Data entries:
====
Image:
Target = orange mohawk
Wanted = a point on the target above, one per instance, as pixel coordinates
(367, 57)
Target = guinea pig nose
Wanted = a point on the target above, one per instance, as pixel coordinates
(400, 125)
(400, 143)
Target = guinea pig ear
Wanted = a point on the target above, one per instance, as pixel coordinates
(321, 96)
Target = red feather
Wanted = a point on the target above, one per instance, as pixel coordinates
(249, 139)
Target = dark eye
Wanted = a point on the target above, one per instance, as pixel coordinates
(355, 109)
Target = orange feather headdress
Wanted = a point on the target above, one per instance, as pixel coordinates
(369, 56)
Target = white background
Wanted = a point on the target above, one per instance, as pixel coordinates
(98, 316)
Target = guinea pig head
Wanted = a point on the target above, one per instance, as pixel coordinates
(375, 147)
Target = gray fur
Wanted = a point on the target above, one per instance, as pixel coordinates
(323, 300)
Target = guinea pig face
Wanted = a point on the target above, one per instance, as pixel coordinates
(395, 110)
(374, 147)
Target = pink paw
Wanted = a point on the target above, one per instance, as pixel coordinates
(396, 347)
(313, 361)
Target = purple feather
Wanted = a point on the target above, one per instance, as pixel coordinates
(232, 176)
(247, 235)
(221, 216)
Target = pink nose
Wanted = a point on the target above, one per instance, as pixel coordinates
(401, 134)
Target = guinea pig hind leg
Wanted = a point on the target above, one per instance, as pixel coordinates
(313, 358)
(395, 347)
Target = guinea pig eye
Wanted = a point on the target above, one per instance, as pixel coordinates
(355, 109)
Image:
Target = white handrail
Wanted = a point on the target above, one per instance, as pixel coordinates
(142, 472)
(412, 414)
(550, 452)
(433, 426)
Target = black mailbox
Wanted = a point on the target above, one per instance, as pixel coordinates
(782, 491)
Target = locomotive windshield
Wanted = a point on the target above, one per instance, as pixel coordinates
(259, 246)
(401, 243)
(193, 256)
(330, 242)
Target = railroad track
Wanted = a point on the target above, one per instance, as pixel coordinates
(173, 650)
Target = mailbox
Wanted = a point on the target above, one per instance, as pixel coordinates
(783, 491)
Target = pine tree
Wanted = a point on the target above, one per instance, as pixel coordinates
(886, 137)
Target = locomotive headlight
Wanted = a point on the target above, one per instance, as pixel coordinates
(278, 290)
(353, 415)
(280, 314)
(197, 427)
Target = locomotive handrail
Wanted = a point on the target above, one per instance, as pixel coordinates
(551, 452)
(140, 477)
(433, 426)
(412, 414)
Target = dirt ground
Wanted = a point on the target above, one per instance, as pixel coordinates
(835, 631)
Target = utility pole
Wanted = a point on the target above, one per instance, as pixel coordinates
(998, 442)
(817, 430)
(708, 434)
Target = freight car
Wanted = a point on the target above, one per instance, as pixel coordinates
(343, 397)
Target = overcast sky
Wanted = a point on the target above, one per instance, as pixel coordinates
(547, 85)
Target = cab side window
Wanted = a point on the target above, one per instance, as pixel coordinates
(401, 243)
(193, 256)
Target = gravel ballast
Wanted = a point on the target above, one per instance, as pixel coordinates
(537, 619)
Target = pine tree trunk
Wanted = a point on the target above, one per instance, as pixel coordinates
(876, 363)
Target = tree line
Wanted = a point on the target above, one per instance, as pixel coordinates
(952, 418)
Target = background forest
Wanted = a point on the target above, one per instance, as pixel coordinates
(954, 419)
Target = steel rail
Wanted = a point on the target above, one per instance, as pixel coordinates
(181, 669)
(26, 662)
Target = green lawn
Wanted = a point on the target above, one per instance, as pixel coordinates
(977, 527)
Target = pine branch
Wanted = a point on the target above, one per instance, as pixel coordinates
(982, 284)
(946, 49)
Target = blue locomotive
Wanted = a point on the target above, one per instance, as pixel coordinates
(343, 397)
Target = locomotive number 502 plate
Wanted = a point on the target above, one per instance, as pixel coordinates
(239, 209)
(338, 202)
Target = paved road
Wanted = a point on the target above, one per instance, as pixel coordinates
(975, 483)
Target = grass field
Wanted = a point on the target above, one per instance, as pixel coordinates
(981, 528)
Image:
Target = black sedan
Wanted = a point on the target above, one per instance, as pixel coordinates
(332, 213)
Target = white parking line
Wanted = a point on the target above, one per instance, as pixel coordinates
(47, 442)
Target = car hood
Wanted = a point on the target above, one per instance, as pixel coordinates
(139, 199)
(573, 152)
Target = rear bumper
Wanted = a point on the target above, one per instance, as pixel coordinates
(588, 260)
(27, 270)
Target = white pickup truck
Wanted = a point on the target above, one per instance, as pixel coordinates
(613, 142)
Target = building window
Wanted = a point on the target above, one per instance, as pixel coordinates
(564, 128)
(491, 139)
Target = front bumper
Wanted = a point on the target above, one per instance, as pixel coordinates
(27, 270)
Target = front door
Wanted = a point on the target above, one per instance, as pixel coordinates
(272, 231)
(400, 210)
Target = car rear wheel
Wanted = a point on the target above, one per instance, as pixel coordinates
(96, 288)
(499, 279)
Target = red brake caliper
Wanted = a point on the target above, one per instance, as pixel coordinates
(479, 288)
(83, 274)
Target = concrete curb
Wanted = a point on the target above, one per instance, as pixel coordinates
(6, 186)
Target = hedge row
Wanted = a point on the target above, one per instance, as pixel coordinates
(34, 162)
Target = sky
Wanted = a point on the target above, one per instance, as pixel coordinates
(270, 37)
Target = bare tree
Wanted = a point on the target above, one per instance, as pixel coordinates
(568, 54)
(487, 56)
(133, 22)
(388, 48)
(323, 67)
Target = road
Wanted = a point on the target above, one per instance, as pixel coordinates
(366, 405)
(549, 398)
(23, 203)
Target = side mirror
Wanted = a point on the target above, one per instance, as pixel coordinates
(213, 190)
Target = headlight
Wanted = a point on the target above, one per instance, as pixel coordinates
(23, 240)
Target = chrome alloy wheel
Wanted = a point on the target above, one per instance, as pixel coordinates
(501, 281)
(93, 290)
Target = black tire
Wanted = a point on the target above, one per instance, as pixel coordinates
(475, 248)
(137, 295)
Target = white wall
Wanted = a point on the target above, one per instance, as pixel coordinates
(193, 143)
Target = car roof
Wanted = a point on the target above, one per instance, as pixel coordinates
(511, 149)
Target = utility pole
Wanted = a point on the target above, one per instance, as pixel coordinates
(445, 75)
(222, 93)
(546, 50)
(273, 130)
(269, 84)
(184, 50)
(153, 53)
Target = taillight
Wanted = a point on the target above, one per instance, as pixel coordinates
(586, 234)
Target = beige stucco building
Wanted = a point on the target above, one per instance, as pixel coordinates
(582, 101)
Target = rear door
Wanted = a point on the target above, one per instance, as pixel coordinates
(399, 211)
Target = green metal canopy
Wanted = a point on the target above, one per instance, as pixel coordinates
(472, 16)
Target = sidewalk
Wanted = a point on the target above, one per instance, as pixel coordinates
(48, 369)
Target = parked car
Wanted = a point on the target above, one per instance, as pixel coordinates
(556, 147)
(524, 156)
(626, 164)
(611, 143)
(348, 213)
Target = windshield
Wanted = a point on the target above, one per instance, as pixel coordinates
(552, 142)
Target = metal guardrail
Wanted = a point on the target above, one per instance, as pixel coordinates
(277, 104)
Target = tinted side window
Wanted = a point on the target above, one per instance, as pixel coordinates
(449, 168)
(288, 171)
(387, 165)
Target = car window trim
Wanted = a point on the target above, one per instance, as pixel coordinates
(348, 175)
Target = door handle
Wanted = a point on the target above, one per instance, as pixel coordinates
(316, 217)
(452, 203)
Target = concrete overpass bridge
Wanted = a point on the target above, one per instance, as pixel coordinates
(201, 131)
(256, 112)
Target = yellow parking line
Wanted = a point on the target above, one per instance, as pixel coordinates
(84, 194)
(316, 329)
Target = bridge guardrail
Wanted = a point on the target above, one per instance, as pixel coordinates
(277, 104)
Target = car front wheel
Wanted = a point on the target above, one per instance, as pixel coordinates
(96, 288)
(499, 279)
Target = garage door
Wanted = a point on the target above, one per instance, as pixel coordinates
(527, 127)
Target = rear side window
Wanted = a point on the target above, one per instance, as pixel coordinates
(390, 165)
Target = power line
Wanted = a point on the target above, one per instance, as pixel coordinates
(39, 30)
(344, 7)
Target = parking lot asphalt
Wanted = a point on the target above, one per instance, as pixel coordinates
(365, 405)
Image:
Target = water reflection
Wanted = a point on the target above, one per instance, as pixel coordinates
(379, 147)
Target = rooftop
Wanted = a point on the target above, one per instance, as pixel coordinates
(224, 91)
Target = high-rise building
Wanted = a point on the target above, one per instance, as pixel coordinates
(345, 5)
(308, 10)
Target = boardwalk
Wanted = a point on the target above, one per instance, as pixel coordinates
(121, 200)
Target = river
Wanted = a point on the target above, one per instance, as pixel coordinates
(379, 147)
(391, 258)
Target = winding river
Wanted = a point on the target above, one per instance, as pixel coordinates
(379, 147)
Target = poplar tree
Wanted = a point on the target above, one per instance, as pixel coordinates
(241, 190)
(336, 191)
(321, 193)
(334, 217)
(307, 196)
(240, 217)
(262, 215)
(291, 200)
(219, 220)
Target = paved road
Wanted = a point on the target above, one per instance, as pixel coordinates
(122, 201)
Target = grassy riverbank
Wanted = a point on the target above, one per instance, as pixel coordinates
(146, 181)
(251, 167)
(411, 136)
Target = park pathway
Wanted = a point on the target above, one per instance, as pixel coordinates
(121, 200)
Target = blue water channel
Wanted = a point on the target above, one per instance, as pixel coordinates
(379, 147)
====
• _TASK OBJECTIVE_:
Set down, exactly as they appear, the lines above from the first one to the line that holds "Target = guinea pig head", both included, please, and no others.

• _ANSWER TO THIS EXERCISE_:
Image:
Target = orange mohawk
Wanted = a point on the target above, one per instance, as pixel coordinates
(367, 57)
Target = guinea pig nose
Wanted = a point on the target above, one per instance, as pixel coordinates
(400, 125)
(400, 143)
Target = guinea pig ear
Wanted = a point on the target above, one per instance, as pixel coordinates
(321, 96)
Target = red feather
Wanted = a point on the target above, one per instance, as pixel coordinates
(249, 139)
Target = dark eye
Wanted = a point on the target above, one per instance, as pixel coordinates
(355, 109)
Target = orange feather headdress
Wanted = a point on the target above, one per instance, as pixel coordinates
(369, 56)
Target = white background
Wanted = a point on the target above, one per instance, as pixel coordinates
(98, 316)
Target = guinea pig head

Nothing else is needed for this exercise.